The group also investigates, together with their collaborators, nanostructured and microstructured surfaces consisting of block copolymers, nanorod arrays and microsphere arrays. The following aspects are addressed: Patterned polymeric surfaces with specific adhesive properties, applications of block copolymer lithography and nanorod arrays as sensor element, substrate for tissue engineering etc.
European Research Council - Consolidator Grant: Taking turns - The ‘missing’ link in language evolution?
The emergence and development of communication and the special significance of gestures are at the heart of the ERC Consolidator Grant project by Prof. Dr. Simone Pika. It is concerned with the development and evolution of the cooperative turn-taking. In particular, the development of infants, primates and ravens is taken into consideration. In addition, the influence of ecology and social structure on communication as well as the endocrinological profile are examined. The turn-taking system can be understood as uniquely human. At the same time, it can regarded as providing the evolutionary “missing link” between animal and human communication.
DFG Research Training Group Computational Cognition
The Research Training Group in Computational Cognition pursues the re-integration of cognitive science and artificial intelligence. Students in the program will be trained in both fields and will combine insights from both fields to understand intelligence in humans and machines. Exemplary problems that will be dealt with are of these domains that are easy for humans, but still hard for AI. They include analogical reasoning, concept invention, and pragmatic inferences. Integrating ideas from cognitive science and AI in the Research Training Group will allow to finally bridge the gap between low- and high-level cognition.

• _Work to complete_
In the research projects overview, why does the Computational Cognition program train its students in both cognitive science and artificial intelligence? Answer in one to three sentences. You won't need the rows that come next.

(Rows of natural-language object grounding data)

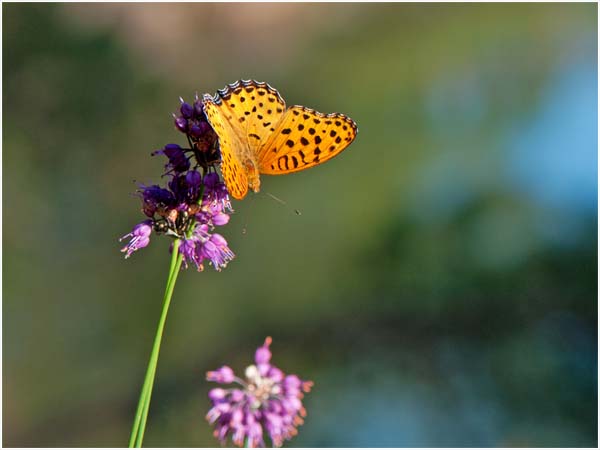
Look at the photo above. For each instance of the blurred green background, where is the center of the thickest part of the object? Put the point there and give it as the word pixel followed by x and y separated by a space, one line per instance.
pixel 440 285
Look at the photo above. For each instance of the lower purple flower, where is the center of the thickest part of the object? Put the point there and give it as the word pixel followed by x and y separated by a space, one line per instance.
pixel 267 401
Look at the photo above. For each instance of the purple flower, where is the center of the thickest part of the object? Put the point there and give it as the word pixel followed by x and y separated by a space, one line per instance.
pixel 178 161
pixel 140 237
pixel 194 202
pixel 267 402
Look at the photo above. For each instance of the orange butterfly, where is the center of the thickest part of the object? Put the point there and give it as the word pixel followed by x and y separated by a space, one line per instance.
pixel 257 134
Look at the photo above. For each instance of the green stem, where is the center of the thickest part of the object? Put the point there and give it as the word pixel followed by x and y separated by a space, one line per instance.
pixel 141 415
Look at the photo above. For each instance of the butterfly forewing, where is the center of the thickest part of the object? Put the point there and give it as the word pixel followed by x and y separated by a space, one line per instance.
pixel 305 138
pixel 232 169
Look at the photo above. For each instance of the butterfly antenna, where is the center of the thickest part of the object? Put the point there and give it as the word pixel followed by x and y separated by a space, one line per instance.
pixel 283 202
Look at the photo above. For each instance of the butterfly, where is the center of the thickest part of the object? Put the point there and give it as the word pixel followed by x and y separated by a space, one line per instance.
pixel 259 135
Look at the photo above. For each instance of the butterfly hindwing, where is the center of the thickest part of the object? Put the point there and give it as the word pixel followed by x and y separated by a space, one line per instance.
pixel 305 138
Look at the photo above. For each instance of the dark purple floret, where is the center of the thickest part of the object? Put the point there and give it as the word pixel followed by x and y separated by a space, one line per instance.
pixel 181 124
pixel 178 161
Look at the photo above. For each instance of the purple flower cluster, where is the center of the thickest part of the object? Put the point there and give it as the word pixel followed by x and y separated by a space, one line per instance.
pixel 266 401
pixel 193 203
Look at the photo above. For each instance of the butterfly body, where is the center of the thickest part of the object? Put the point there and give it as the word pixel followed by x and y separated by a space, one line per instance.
pixel 259 135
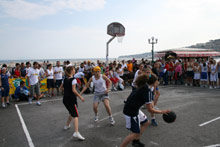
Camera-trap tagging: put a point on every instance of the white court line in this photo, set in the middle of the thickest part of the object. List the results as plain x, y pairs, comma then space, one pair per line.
205, 123
30, 142
108, 116
216, 145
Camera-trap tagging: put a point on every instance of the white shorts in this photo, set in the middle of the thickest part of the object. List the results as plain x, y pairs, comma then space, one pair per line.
213, 78
197, 76
133, 123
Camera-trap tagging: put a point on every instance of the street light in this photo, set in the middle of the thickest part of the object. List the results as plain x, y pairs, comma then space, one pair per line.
152, 41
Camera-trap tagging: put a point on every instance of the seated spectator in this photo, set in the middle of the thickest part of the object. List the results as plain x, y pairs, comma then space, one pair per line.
21, 92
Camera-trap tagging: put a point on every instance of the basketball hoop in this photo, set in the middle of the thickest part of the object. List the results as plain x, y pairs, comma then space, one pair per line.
119, 38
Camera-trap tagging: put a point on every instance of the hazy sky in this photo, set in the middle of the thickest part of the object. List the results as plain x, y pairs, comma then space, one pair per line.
39, 29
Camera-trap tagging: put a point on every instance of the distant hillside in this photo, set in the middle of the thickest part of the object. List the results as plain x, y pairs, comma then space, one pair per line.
212, 44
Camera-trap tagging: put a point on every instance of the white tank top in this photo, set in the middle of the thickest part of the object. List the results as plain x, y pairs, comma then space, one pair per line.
204, 68
50, 74
100, 85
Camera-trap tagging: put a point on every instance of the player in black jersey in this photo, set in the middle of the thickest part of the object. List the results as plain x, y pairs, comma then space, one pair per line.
136, 121
70, 100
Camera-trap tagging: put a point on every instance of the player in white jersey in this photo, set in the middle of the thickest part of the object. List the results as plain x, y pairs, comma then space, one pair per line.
101, 92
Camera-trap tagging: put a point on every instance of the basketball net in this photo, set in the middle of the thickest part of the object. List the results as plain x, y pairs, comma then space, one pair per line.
119, 38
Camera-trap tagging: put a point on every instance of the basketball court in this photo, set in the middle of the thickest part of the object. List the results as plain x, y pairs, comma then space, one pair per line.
197, 124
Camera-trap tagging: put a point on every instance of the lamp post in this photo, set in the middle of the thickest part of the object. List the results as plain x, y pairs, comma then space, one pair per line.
152, 41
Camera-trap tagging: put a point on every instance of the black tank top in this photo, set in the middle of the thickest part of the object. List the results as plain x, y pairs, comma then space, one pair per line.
68, 92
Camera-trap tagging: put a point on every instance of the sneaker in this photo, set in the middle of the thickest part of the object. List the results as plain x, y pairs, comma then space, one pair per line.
3, 105
153, 122
96, 118
78, 135
66, 127
38, 103
156, 108
30, 100
112, 121
137, 143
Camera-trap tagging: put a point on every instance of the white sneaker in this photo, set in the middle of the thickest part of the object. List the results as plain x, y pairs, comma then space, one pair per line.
78, 135
112, 121
38, 103
156, 108
30, 100
96, 119
66, 127
3, 105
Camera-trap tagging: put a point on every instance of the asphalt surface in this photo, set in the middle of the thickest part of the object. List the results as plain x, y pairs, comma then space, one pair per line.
45, 123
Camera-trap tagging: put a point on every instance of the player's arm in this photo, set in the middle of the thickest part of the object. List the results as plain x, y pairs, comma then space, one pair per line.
109, 82
86, 86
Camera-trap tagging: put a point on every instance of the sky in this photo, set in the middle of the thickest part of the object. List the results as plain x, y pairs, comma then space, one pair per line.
62, 29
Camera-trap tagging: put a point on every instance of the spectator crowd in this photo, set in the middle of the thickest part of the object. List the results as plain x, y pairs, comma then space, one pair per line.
200, 72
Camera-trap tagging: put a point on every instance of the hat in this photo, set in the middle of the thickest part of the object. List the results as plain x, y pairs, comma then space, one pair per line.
97, 68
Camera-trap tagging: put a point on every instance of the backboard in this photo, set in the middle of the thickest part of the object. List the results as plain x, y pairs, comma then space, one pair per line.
116, 29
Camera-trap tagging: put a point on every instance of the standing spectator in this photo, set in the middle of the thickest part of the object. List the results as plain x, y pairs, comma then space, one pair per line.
21, 92
178, 73
113, 79
23, 70
80, 79
16, 73
130, 71
58, 72
213, 75
81, 68
50, 80
197, 71
33, 83
28, 67
218, 71
171, 71
204, 74
5, 87
189, 72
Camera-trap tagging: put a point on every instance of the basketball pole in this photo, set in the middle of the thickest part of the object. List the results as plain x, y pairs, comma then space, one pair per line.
107, 50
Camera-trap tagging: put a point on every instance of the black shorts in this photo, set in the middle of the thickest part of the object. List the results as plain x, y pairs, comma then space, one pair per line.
190, 74
72, 108
58, 83
50, 83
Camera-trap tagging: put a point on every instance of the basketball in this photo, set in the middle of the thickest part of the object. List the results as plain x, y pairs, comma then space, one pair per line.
169, 117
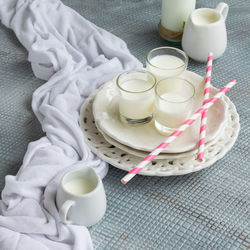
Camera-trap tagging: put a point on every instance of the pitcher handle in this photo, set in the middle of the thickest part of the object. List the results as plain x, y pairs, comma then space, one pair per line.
222, 8
63, 211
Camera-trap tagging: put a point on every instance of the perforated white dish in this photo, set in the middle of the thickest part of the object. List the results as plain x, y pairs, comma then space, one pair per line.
163, 167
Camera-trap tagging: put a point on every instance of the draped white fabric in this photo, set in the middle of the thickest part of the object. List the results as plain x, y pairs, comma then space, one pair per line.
75, 57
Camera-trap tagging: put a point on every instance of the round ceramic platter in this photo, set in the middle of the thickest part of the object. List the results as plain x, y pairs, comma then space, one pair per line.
117, 157
143, 154
145, 137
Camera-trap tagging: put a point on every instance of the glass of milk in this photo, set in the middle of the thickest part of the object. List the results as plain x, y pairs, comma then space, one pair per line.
136, 99
173, 104
166, 62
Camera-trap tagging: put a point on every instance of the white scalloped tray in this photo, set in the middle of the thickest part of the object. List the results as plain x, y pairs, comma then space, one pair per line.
164, 167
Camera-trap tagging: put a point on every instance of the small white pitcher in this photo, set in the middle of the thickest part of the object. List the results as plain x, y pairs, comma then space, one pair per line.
205, 32
81, 197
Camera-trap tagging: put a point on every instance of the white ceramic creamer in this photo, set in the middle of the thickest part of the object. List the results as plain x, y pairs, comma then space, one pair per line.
205, 32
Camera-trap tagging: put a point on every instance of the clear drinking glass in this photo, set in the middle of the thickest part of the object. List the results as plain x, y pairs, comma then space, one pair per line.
166, 62
136, 100
173, 103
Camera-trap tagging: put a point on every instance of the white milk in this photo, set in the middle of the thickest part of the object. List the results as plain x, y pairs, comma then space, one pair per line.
79, 186
166, 66
136, 105
172, 113
175, 12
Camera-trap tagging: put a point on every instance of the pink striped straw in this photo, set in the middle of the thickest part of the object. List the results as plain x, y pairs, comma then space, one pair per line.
203, 126
176, 133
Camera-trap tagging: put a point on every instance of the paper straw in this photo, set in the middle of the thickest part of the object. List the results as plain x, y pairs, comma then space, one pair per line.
201, 145
176, 133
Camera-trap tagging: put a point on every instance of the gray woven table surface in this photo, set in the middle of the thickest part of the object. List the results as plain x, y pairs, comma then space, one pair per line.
207, 209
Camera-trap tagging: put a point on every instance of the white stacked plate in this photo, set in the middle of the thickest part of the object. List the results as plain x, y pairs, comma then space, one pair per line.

• _Your solution_
Students are trained in both fields so they can combine insights from each to understand intelligence in humans and machines. The program aims to bring cognitive science and artificial intelligence back together and to bridge the gap between low- and high-level cognition.